(Problem statement) Pick out and copy every line in the entries below that contains the word "china". Case counts.

(Entries)
──────────────────────────────

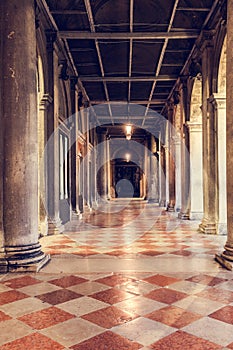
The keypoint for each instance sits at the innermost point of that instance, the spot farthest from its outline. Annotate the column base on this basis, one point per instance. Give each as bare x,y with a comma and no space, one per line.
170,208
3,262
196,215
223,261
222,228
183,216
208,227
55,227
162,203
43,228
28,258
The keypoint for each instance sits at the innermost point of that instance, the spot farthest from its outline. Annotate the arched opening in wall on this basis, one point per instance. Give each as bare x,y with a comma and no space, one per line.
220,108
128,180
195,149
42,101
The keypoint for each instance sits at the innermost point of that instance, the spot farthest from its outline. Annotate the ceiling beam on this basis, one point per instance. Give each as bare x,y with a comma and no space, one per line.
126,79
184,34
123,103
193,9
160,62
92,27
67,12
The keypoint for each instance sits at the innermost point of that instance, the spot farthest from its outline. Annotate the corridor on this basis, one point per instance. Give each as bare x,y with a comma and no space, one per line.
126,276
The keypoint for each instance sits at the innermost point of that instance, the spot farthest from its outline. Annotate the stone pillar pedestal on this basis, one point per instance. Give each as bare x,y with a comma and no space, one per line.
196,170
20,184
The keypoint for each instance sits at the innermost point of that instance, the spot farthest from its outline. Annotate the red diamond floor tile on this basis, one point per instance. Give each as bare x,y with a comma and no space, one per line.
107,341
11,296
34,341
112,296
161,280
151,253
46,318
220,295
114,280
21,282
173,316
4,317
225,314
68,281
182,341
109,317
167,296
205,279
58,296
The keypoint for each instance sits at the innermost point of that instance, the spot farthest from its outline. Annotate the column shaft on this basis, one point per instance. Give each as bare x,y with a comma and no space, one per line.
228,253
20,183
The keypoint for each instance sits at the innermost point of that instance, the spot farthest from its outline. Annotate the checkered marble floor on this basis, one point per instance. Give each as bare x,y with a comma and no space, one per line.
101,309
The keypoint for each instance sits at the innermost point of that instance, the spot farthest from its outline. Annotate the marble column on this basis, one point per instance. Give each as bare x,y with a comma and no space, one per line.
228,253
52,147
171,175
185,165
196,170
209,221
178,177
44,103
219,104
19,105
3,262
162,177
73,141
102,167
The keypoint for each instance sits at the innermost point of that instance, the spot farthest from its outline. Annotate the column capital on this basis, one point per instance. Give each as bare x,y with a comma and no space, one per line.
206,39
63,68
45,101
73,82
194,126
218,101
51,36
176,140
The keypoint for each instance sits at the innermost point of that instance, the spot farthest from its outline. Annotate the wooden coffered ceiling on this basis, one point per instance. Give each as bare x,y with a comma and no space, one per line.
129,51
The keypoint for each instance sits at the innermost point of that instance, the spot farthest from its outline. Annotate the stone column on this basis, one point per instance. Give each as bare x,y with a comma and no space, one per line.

──────────────────────────────

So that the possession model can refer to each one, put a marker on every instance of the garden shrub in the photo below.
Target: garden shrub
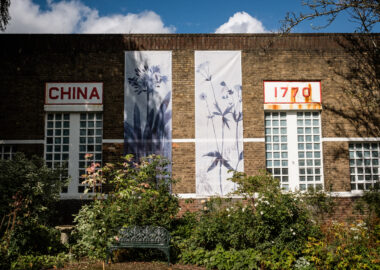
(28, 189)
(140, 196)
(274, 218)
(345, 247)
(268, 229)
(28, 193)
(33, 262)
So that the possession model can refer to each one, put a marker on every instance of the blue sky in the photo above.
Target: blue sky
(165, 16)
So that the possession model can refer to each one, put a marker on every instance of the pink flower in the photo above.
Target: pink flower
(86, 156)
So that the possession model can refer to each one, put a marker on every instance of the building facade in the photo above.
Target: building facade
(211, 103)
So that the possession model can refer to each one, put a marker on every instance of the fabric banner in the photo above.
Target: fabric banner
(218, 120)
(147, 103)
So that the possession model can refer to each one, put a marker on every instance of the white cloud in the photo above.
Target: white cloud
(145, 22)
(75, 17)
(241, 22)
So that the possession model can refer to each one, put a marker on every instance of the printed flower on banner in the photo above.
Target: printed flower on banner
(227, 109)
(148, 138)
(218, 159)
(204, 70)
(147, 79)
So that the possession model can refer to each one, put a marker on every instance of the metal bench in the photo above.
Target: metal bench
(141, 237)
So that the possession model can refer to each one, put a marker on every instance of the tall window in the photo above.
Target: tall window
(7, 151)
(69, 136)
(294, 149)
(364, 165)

──────────────────────────────

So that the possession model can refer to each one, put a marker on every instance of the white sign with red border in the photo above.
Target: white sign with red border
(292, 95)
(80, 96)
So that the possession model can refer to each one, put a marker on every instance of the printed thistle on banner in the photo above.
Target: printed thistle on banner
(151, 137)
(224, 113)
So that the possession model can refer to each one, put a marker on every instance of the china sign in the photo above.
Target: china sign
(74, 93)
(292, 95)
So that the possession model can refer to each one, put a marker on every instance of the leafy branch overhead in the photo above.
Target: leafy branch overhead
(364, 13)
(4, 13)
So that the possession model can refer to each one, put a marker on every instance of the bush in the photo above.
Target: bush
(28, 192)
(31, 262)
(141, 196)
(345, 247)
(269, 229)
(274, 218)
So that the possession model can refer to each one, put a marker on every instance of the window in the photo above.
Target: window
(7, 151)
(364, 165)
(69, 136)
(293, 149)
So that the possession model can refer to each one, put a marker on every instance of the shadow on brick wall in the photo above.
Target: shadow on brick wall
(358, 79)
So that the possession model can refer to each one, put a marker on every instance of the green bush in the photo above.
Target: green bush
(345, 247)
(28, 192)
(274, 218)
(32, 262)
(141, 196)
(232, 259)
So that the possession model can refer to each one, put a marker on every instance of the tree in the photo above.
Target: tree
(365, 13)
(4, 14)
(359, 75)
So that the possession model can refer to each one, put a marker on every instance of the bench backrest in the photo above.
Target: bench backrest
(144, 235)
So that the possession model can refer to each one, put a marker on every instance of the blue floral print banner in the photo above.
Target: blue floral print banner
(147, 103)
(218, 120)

──────────────────────────────

(Task answer)
So that the possession model can refer to each one, put a marker on every instance of the china sign in the photo above.
Target: china sign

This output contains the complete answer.